**EXERCISE:**
In the supercapacitor electrode passage, what is the highest specific capacitance reported for the PANI/MnO₂-MWNTs, and at what current density?

**PROVIDED PASSAGE:**
— Start —

Synthesis and high electrochemical performance of polyaniline/MnO₂-coated multi-walled carbon nanotube-based hybrid electrodes

Abstract

Multi-layered electrodes which consist of polyaniline (PANI)/manganese dioxide (MnO₂)-multi-walled carbon nanotubes (MWNTs) are prepared as the electrode materials for supercapacitors. MnO₂-MWNTs are made by the in situ direct coating method to deposit MnO₂ onto MWNTs; the core/shell structure of multi-layered fibrous electrodes can also be obtained by PANI coating onto the MnO₂-MWNTs. The effect of PANI coating on the electrochemical performance and cyclic stability of MnO₂-MWNTs is investigated. From the cyclic voltammograms, the PANI/MnO₂-MWNTs show remarkably enhanced specific capacitance and cycle stability compared to MnO₂-MWNTs, where the highest specific capacitance (350 F/g) is obtained at a current density of 0.2 A/g for the PANI/MnO₂-MWNTs as compared to 92 F/g for pristine MWNTs and 306 F/g for MnO₂-MWNTs. This indicates that the improved electrochemical performance of PANI/MnO₂-MWNTs is due to the enhanced electrical properties by nano-scale-coated MnO₂ onto MWNTs and the PANI coating that leads to the increased cycle stability by delaying the dissolution of MnO₂ during charge/discharge tests.

Introduction

A supercapacitor, which is also known as an electrochemical capacitor, is a charge storage device between the traditional electrostatic capacitor and the rechargeable battery. It has been used as an energy storage system for portable electronic devices, backup power sources, and hybrid electric vehicles due to its high power, energy density, and long cycle life [1–3]. As the electrode for the supercapacitor, carbon materials, transition metal oxides (TMs), and a combination of conducting polymers (CPs) [4] and hybrid systems, consisting of carbon/TMs [5], carbon/CPs [6], TMs/CPs [7], or all three phases, i.e., carbon/TMs/CPs [8], are commonly utilized and hence have been studied for their energy storage capacities to be improved using their synergistic effect.

Recently, much research has been done to design new electrode materials for supercapacitors to enhance their electrochemical behaviors. Ruthenium oxide has a specific capacitance as high as 720 F/g and exhibits excellent cycle life stability in aqueous electrolytes. However, its high cost limits potential applications [9]. Therefore, many research interests have been prompted to focus on other transition metal oxides and conducting polymers. In this regard, manganese oxide is one of the most attractive candidates for electrochemical capacitor electrode materials due to its environmental friendliness and low cost [10, 11], whereas one of the major challenges with manganese oxide is its low electrical conductivity. Indeed thin MnO₂ films exhibited an electrical conductivity of about ~700 F/g. However, the specific capacitance gradually decreases with increasing film thickness, and the reported values are usually in the range from 100 to 250 F/g [12]. Thus, many approaches have been taken to overcome this disadvantage through synthesizing specific nanostructures [13] or composites with conducting materials, such as carbon nanotubes and conducting polymers [14, 15]. Of these, conducting polymers have also been widely utilized as electrode materials for supercapacitors owing to their good electrical conductivity and large pseudocapacitance that are comparable to those of transition metals. Among the conductive polymers, polyaniline (PANI) is considered to be the most promising electrode material for supercapacitors due to its excellent capacity for energy storage, good processability, high conductivity, low cost, and environmental stability [16–18].

— End —

**DATA SHOWN:**
— Start —

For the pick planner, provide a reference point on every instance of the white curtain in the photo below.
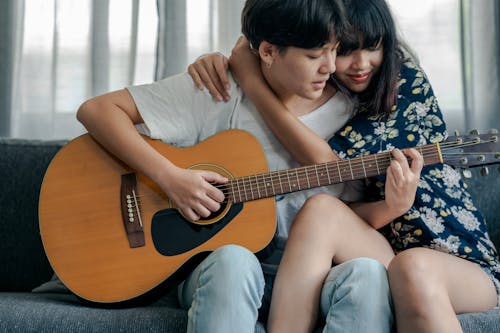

— End —

**WRITTEN RESPONSE:**
350 F/g, at a current density of 0.2 A/g.